* **What you have to do**: Beginning with the line where "Where can the woman's blonde" appears, repeat every remaining line of the entries exactly, the last line included.

______

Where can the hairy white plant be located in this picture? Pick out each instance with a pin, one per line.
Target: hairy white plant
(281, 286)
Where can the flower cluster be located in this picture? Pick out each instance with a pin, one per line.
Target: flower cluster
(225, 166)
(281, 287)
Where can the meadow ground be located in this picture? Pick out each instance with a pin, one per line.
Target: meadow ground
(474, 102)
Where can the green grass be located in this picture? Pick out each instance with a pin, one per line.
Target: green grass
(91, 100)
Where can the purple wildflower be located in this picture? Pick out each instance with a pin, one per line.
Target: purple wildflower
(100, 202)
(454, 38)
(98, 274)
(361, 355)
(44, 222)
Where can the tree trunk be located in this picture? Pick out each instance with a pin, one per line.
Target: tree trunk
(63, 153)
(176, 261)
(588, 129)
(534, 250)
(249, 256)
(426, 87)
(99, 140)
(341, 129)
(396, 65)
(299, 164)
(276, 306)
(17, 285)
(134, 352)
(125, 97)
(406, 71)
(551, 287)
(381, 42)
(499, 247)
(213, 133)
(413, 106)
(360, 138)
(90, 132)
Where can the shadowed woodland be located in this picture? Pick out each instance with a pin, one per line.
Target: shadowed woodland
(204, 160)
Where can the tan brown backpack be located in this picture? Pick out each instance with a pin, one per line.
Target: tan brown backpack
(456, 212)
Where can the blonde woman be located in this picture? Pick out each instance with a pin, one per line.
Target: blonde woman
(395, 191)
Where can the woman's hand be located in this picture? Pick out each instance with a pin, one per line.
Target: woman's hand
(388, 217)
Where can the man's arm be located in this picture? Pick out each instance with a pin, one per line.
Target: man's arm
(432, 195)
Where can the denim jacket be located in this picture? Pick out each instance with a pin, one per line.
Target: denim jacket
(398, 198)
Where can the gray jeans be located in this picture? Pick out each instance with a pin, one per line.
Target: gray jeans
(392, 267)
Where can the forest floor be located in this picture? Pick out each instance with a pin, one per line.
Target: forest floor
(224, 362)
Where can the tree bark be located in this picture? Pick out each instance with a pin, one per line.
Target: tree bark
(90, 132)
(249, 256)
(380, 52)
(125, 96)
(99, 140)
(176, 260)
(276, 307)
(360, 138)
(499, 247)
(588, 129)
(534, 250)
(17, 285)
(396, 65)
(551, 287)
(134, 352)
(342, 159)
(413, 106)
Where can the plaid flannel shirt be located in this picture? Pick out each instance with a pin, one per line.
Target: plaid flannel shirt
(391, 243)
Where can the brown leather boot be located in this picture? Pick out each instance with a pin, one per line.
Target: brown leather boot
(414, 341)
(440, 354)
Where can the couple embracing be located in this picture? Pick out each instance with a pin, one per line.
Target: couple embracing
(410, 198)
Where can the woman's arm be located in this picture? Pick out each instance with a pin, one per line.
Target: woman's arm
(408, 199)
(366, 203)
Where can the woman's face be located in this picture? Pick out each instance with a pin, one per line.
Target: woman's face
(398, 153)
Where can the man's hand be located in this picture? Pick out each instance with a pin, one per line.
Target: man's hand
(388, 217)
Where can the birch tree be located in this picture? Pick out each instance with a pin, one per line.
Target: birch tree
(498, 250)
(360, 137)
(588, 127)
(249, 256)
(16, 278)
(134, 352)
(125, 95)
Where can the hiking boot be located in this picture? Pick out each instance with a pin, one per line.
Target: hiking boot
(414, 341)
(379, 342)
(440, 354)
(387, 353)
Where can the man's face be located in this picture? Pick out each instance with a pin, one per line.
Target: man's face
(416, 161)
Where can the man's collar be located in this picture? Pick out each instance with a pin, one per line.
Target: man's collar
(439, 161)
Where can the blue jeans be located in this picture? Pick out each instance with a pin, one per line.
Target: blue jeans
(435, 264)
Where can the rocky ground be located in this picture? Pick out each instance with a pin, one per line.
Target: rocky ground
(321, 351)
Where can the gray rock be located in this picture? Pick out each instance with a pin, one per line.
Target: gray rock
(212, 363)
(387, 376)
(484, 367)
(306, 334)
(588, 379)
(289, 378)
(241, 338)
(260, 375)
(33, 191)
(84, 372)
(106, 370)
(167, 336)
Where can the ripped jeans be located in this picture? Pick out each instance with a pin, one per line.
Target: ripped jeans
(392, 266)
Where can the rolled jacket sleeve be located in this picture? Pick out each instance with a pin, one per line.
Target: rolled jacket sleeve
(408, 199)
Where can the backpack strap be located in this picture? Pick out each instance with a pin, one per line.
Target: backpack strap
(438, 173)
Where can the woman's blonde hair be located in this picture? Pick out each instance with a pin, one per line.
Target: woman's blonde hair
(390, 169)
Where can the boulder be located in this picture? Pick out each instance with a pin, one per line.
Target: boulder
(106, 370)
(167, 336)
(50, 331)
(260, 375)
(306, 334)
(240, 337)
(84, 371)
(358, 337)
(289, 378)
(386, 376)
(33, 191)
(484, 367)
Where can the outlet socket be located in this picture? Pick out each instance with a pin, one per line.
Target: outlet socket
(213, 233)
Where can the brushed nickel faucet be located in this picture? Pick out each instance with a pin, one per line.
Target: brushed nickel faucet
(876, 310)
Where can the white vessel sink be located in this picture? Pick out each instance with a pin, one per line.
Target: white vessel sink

______

* **Output**:
Where can the woman's blonde hair be located in this picture? Pick out each instance with a pin, one per line.
Target: woman's blonde hair
(390, 169)
Where can the boulder be located in this picture? Pick out each instance with a pin, one per line.
Target: boulder
(106, 370)
(167, 336)
(50, 331)
(260, 375)
(306, 334)
(240, 337)
(84, 371)
(358, 337)
(289, 378)
(386, 376)
(33, 191)
(484, 367)
Where can the outlet socket be located in this picture? Pick out each instance with a pin, one per line.
Target: outlet socket
(213, 233)
Where can the brushed nickel faucet be located in this picture? Pick out each instance with a pin, one per line.
Target: brushed nickel faucet
(876, 310)
Where can the white vessel sink be located in this picture? Pick out each instance with a pin, one per line.
Target: white vessel sink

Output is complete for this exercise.